INSTRUCTION:
List every line of the records below that contains the string "bollard", matching case exactly.
-- Begin RAW DATA --
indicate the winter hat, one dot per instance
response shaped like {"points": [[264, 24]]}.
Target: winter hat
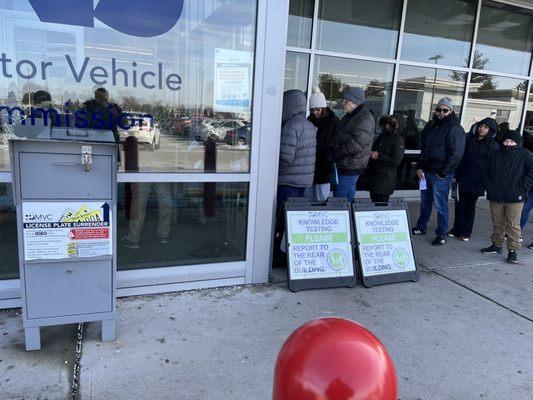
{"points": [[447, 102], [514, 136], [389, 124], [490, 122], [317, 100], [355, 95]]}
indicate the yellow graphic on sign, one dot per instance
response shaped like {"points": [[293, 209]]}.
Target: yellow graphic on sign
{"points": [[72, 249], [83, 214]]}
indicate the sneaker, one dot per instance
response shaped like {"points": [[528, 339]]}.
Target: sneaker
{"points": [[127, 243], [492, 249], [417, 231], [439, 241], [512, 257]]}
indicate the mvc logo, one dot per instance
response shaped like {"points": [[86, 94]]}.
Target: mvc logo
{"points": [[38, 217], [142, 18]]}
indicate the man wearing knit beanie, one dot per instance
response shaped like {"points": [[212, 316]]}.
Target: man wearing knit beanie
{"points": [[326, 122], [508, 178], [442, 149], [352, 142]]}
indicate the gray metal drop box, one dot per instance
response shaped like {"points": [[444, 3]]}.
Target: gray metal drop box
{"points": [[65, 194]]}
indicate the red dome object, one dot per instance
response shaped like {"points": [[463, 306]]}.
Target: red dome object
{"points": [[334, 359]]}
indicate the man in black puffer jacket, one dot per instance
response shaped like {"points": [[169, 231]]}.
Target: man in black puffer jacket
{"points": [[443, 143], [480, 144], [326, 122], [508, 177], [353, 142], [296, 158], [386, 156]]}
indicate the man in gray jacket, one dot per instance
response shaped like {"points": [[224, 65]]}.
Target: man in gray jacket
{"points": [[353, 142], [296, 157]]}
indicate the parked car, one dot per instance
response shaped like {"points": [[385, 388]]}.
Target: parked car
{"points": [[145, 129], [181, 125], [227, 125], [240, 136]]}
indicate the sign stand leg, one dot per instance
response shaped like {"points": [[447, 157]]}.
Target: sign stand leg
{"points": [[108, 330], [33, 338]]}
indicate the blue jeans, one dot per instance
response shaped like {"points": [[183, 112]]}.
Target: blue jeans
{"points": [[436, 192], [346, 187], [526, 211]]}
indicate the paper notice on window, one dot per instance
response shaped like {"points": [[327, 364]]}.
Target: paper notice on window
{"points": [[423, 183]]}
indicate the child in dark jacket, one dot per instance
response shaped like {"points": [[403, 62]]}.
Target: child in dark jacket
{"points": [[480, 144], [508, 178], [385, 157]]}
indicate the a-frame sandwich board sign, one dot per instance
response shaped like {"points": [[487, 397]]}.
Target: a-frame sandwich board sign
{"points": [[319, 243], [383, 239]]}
-- End RAW DATA --
-- Begin RAW DATA --
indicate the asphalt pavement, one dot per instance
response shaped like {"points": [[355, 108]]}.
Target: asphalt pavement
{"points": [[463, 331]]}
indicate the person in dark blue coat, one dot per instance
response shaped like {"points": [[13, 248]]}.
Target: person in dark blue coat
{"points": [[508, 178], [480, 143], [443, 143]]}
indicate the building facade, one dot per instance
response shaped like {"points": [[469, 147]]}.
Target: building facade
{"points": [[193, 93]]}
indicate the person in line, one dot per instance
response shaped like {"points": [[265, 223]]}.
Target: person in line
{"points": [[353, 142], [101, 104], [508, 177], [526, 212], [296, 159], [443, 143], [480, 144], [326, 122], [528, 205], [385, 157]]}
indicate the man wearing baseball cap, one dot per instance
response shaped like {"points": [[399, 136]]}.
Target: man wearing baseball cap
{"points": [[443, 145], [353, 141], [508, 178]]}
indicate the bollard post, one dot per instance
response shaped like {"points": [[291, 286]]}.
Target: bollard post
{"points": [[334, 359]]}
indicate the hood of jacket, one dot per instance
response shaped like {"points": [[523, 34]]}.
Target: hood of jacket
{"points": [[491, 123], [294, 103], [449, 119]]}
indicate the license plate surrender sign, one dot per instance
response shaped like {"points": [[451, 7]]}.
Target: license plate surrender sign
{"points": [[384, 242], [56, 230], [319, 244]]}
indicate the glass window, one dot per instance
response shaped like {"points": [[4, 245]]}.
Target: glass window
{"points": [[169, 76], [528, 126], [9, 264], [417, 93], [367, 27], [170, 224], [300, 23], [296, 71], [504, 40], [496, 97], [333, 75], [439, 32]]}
-- End RAW DATA --
WRITTEN SOLUTION:
indicate the bollard post, one dot per instance
Target: bollard post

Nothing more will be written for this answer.